**The exercise:** Take the line that contains "Q: Point to every instance of the elongated" and every line after it in the material below, and quote them exactly.

**Excerpted records:**
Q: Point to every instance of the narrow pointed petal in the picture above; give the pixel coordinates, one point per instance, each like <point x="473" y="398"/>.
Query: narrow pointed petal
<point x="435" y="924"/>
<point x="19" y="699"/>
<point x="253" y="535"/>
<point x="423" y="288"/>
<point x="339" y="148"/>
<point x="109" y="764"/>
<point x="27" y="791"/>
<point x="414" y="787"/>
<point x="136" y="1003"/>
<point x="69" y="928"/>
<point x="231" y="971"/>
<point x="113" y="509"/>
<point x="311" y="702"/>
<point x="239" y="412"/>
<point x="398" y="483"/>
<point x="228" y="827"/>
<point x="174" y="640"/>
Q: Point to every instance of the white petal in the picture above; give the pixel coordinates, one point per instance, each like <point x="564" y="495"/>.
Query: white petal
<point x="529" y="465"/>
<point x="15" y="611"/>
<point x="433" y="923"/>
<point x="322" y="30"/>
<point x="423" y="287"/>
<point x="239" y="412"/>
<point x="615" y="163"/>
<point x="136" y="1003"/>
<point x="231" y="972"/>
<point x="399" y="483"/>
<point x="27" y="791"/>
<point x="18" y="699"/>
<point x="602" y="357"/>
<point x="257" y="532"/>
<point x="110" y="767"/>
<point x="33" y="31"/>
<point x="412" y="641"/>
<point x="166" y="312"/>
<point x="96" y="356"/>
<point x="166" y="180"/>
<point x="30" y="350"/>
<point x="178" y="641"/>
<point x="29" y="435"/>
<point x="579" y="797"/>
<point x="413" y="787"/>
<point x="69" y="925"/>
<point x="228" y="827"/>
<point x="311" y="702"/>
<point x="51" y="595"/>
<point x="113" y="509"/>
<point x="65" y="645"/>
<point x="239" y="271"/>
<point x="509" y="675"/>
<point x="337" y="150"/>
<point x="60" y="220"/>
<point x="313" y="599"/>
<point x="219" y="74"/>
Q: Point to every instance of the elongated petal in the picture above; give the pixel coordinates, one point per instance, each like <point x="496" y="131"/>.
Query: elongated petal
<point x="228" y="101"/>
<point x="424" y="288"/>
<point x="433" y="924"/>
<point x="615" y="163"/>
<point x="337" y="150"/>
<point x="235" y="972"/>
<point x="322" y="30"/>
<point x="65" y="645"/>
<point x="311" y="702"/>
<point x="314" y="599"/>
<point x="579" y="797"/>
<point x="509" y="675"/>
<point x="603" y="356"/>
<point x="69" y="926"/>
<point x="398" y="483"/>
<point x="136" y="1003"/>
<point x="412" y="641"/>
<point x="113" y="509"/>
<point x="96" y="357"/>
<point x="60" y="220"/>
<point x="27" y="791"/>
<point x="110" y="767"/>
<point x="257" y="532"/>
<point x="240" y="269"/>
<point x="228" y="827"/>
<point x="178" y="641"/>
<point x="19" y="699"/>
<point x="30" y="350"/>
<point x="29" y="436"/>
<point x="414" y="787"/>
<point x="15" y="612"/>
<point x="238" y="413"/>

**Solution to this problem:**
Q: Point to every instance of the elongated petal in the picture above; give the pixel coordinates, one point per instance, each like <point x="496" y="131"/>.
Query: elongated petal
<point x="228" y="101"/>
<point x="424" y="288"/>
<point x="433" y="924"/>
<point x="615" y="163"/>
<point x="337" y="150"/>
<point x="235" y="972"/>
<point x="322" y="30"/>
<point x="65" y="645"/>
<point x="311" y="702"/>
<point x="314" y="599"/>
<point x="579" y="797"/>
<point x="509" y="675"/>
<point x="603" y="356"/>
<point x="69" y="926"/>
<point x="398" y="483"/>
<point x="136" y="1003"/>
<point x="412" y="641"/>
<point x="113" y="509"/>
<point x="96" y="357"/>
<point x="60" y="220"/>
<point x="27" y="791"/>
<point x="110" y="767"/>
<point x="257" y="532"/>
<point x="240" y="269"/>
<point x="228" y="827"/>
<point x="178" y="641"/>
<point x="19" y="699"/>
<point x="30" y="350"/>
<point x="29" y="436"/>
<point x="414" y="787"/>
<point x="15" y="612"/>
<point x="238" y="413"/>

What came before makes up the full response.